:: PROBLEM STATEMENT ::
Beginning at the line that contains "If you could mark the building" and ending at the last line of the records below, retype each line exactly and add nothing.

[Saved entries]
================================

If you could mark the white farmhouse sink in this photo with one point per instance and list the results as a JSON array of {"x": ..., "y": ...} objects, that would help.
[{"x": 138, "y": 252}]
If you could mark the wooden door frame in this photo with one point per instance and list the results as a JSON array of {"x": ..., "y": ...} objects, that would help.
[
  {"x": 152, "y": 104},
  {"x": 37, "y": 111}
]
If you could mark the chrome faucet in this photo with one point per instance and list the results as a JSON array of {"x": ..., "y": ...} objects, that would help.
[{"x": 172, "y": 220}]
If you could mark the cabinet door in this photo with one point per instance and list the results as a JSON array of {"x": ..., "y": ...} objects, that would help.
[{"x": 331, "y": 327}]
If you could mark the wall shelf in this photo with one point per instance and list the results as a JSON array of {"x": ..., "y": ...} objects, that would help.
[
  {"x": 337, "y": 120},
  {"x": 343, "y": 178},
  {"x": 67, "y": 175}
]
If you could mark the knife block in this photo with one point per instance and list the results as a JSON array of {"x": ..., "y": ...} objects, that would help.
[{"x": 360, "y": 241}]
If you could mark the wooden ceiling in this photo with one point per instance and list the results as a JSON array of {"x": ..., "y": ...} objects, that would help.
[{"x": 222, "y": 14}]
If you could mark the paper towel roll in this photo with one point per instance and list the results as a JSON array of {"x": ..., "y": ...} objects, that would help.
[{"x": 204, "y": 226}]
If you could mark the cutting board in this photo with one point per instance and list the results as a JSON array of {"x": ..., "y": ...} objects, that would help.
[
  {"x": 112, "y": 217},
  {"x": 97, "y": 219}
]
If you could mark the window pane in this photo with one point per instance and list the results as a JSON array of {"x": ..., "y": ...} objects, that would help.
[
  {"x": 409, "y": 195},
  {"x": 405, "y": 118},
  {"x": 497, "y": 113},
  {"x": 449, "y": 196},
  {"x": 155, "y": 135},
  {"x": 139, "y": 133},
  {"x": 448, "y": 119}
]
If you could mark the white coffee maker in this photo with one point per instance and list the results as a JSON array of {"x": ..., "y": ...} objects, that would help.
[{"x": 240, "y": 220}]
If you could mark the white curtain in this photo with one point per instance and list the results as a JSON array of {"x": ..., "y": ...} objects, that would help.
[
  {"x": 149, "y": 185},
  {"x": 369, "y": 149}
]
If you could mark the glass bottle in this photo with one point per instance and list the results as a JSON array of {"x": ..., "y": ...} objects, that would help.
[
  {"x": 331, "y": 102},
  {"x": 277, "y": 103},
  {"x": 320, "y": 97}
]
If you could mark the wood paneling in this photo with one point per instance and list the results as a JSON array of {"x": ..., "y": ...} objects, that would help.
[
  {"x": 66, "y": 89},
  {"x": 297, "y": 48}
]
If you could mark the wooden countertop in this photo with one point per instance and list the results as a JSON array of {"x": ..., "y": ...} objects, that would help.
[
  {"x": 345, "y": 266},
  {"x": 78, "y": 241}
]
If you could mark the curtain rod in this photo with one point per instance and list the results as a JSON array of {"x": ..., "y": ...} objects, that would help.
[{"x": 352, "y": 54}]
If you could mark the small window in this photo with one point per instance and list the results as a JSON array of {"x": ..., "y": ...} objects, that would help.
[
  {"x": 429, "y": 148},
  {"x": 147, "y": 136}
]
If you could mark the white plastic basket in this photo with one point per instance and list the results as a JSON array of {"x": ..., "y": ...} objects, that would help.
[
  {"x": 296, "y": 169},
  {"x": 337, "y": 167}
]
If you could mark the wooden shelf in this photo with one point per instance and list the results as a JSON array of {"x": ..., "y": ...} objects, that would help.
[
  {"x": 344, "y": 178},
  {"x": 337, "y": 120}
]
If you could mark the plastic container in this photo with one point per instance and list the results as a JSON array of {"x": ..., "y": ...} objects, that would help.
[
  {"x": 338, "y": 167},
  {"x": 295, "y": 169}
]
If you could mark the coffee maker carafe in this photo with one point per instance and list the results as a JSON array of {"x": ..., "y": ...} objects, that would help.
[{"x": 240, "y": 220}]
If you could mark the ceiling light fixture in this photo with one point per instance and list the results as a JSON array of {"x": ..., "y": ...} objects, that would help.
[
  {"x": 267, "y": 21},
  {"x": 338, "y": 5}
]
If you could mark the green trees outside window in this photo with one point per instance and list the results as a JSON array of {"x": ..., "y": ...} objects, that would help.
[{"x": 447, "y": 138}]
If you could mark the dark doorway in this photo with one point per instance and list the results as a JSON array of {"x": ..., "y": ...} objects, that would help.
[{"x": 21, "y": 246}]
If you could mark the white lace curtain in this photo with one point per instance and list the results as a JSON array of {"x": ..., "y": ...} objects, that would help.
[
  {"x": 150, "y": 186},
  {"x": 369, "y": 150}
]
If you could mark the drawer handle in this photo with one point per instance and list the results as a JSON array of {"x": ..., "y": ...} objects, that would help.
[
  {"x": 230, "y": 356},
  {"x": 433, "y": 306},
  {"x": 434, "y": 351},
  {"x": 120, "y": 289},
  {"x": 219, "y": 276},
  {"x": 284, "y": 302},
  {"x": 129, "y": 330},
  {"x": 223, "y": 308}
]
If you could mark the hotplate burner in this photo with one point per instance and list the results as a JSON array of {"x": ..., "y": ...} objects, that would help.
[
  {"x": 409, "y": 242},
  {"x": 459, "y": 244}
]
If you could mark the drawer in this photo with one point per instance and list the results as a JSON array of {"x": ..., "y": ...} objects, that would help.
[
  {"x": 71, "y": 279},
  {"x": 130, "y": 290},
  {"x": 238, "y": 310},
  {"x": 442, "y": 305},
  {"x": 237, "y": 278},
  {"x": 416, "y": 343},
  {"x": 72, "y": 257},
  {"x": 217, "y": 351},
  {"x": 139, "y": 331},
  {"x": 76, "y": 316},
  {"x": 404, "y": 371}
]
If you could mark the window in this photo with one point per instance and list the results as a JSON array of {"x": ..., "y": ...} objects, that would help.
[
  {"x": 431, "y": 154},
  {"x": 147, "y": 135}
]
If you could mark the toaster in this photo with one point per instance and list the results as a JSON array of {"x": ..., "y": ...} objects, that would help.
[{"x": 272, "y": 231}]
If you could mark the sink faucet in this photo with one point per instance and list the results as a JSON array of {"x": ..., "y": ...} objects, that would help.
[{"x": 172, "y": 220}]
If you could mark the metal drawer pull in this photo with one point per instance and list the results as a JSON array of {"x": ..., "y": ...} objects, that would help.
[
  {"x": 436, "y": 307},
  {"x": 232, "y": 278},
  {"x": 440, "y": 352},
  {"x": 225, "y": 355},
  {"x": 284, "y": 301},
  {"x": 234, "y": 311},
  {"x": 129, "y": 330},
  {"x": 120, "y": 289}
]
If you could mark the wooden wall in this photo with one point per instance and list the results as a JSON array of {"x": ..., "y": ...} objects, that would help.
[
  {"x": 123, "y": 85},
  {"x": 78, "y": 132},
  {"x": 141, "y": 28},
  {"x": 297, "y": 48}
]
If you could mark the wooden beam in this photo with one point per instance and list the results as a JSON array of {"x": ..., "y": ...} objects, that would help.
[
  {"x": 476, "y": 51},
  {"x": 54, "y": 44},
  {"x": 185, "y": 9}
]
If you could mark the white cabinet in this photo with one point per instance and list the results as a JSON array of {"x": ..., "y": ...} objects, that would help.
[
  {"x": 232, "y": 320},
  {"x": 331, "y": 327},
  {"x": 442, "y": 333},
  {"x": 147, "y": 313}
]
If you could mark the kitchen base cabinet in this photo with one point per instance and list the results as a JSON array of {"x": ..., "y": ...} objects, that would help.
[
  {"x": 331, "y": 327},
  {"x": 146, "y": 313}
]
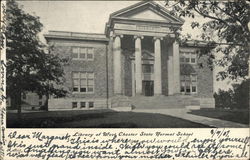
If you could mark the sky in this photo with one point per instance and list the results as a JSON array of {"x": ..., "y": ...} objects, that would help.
[{"x": 88, "y": 17}]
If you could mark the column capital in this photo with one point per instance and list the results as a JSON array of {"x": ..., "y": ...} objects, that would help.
[
  {"x": 157, "y": 37},
  {"x": 138, "y": 36}
]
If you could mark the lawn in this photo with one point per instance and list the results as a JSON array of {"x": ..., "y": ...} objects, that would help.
[
  {"x": 97, "y": 119},
  {"x": 238, "y": 116}
]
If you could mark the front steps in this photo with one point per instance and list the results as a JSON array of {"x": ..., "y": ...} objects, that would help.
[{"x": 164, "y": 102}]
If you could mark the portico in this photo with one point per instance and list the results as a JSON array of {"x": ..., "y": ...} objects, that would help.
[{"x": 146, "y": 28}]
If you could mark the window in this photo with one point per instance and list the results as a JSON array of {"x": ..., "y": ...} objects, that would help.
[
  {"x": 24, "y": 95},
  {"x": 83, "y": 82},
  {"x": 74, "y": 104},
  {"x": 188, "y": 84},
  {"x": 83, "y": 104},
  {"x": 82, "y": 53},
  {"x": 188, "y": 57},
  {"x": 91, "y": 104},
  {"x": 148, "y": 68},
  {"x": 40, "y": 96}
]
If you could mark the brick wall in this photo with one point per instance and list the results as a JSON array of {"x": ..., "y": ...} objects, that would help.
[
  {"x": 204, "y": 75},
  {"x": 98, "y": 66}
]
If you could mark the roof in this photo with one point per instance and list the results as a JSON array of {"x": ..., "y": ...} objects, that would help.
[{"x": 75, "y": 36}]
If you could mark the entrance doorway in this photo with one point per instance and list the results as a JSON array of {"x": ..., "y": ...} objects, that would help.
[{"x": 148, "y": 88}]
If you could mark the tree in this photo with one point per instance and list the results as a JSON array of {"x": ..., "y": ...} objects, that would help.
[
  {"x": 29, "y": 67},
  {"x": 227, "y": 27}
]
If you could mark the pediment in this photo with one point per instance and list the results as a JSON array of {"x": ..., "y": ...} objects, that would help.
[
  {"x": 147, "y": 11},
  {"x": 148, "y": 14}
]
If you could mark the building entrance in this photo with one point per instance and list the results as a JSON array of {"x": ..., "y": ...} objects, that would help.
[{"x": 148, "y": 88}]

================================

:: OUTPUT FOR THIS TASK ::
If you could mark the building entrance in this photo with one point per instance and list the results as a JSON array of {"x": ..., "y": ...} objects, that would help.
[{"x": 148, "y": 88}]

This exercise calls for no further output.